/---

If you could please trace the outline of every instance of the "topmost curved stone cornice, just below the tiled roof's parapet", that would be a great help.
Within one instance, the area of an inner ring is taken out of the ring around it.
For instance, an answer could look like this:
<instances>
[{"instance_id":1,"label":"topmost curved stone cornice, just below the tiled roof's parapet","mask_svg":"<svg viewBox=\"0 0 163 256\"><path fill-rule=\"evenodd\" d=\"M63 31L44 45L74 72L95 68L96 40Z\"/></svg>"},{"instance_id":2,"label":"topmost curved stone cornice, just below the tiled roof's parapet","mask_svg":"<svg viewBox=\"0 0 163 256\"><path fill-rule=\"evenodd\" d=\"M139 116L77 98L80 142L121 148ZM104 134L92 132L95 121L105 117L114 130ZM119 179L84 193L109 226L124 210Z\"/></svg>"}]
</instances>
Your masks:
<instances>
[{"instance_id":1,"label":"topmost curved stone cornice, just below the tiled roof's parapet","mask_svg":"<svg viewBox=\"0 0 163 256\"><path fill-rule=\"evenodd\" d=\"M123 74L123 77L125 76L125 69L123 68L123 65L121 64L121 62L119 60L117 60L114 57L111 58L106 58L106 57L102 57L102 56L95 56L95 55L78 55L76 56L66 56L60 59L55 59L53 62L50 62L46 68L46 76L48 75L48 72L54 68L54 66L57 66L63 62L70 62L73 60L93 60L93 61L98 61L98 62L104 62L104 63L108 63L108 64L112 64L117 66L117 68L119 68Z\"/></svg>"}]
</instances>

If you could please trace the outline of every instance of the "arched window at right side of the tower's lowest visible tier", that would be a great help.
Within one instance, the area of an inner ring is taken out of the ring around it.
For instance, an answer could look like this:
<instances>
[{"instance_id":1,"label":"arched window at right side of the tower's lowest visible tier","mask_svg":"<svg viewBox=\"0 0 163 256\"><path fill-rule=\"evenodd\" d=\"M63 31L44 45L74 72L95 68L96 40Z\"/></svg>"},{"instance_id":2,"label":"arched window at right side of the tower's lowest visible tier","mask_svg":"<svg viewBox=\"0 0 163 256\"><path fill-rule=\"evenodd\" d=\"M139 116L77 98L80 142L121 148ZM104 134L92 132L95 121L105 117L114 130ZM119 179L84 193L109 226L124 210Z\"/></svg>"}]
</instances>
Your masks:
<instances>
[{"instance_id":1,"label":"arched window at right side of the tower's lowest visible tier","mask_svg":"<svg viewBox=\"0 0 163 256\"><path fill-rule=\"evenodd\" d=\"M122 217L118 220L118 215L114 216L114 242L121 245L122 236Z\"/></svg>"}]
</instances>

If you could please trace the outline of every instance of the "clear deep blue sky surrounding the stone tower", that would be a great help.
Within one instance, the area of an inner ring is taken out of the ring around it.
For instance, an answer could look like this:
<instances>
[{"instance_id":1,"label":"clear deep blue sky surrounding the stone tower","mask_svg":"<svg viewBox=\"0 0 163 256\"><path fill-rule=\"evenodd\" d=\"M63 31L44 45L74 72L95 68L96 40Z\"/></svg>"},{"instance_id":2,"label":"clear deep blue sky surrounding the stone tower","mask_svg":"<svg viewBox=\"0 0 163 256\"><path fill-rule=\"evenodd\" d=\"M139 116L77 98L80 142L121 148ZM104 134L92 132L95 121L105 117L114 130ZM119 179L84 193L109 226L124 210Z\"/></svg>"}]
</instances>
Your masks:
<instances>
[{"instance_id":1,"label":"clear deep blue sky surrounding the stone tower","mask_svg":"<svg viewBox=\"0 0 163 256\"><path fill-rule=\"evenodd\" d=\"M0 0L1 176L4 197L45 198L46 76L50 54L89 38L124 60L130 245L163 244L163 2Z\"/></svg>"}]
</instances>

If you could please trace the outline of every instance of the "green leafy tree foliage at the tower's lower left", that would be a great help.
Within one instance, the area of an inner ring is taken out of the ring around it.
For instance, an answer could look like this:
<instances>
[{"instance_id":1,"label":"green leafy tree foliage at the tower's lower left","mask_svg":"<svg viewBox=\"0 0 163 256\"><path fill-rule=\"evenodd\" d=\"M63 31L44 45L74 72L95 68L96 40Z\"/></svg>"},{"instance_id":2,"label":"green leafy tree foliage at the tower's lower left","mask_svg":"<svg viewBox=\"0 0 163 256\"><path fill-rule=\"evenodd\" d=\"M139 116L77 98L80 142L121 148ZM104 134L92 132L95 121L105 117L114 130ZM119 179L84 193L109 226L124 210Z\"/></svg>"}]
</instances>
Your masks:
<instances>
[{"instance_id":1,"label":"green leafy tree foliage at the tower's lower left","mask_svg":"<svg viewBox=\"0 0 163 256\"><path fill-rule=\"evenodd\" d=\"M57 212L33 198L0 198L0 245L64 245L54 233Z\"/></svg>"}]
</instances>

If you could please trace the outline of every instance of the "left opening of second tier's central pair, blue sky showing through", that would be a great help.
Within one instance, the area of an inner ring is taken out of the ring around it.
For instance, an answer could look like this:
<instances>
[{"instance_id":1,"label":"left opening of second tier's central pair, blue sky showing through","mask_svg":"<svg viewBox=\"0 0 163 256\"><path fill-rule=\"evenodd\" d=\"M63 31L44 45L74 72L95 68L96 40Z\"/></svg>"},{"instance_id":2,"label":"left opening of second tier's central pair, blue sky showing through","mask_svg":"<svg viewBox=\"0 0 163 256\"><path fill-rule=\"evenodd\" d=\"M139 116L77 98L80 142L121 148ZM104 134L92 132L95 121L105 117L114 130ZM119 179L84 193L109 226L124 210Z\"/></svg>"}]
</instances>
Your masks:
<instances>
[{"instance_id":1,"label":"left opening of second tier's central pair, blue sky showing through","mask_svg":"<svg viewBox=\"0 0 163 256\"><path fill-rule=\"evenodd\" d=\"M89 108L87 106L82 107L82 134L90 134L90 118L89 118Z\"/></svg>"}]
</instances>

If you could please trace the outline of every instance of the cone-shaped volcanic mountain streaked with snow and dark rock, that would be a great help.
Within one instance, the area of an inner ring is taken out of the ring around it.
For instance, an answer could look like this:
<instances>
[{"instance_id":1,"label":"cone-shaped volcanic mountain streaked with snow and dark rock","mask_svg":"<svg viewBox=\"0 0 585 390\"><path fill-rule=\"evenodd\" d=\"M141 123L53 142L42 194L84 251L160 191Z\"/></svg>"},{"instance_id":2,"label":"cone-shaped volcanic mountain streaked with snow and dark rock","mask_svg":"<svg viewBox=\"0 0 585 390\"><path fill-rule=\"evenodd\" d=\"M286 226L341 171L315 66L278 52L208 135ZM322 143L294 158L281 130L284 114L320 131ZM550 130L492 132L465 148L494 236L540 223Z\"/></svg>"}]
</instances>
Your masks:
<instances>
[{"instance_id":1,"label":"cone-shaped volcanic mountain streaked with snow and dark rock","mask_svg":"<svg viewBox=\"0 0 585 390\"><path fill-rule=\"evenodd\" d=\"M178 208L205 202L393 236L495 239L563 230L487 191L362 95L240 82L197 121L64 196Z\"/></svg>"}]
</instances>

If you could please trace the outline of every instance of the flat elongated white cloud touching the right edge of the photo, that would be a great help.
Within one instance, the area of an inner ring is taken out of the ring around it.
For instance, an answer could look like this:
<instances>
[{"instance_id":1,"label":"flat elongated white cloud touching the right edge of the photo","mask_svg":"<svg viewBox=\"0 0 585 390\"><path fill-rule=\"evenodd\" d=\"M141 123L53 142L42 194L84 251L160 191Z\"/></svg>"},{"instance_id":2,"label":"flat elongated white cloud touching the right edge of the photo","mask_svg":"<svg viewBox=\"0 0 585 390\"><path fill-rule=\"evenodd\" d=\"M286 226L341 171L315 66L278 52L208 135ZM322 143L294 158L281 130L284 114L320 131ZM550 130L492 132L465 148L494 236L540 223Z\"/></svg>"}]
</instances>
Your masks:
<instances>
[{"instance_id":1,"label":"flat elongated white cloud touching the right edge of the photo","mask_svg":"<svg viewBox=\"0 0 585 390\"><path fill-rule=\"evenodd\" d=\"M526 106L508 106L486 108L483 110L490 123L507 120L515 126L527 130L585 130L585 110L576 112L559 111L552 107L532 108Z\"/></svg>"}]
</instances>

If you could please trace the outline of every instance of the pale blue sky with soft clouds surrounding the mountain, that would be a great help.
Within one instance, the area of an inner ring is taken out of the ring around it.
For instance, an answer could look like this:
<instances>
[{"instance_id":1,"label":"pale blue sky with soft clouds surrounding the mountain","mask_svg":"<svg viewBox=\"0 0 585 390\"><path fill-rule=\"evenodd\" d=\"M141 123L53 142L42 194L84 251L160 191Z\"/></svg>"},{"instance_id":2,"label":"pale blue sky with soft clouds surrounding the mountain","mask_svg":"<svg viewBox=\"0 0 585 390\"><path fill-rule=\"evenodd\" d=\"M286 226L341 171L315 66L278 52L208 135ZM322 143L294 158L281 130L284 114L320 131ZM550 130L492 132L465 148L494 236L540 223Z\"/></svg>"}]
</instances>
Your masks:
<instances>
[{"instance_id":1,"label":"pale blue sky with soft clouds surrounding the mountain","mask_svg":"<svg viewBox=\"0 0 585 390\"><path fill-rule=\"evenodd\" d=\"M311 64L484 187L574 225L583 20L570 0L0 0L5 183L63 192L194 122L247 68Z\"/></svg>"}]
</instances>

\---

> WHAT YOU ARE ASKED TO DO
Go through the listing and say how many lines contain the string "great", offering only the number.

> RESULT FOR THIS TASK
8